## Dataset rows
———
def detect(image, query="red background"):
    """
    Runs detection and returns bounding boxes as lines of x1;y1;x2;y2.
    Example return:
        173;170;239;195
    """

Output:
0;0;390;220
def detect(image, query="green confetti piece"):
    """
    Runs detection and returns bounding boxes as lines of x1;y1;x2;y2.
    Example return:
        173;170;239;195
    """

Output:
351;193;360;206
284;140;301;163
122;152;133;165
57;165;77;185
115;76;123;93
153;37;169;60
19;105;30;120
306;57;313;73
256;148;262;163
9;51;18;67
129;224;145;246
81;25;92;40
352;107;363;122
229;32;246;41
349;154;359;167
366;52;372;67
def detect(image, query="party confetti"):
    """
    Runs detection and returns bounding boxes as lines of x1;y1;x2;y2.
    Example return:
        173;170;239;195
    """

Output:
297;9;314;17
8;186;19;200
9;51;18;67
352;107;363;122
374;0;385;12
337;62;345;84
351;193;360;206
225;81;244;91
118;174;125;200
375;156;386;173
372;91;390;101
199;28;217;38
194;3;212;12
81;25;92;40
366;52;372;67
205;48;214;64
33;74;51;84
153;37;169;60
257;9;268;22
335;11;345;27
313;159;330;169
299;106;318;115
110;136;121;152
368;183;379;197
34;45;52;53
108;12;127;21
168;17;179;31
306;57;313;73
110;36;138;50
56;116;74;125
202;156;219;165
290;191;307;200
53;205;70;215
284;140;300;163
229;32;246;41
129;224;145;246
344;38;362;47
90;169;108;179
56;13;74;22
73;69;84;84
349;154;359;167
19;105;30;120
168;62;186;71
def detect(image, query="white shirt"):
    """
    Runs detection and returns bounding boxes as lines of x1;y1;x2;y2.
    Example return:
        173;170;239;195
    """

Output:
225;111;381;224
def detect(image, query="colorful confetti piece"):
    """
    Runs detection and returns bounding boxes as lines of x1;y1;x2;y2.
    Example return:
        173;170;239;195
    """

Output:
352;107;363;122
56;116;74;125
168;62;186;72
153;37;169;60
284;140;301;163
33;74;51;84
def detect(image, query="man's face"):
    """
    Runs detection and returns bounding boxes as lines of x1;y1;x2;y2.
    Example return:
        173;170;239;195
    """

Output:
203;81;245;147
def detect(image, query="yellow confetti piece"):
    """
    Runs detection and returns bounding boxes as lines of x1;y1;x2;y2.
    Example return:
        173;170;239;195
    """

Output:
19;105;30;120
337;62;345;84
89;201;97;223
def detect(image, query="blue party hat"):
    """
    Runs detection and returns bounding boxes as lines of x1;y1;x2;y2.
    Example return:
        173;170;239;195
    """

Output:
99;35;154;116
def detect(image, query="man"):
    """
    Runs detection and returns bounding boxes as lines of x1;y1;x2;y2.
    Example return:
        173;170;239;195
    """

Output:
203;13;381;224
———
## What this task involves
Which lines in the records contain the string "piece"? Report each of those lines in full, matching case exactly.

## Answer for the task
def detect(image, query="green confetti piece"):
def detect(image, query="colorful confetti piece"):
def detect(image, query="yellow confetti piece"):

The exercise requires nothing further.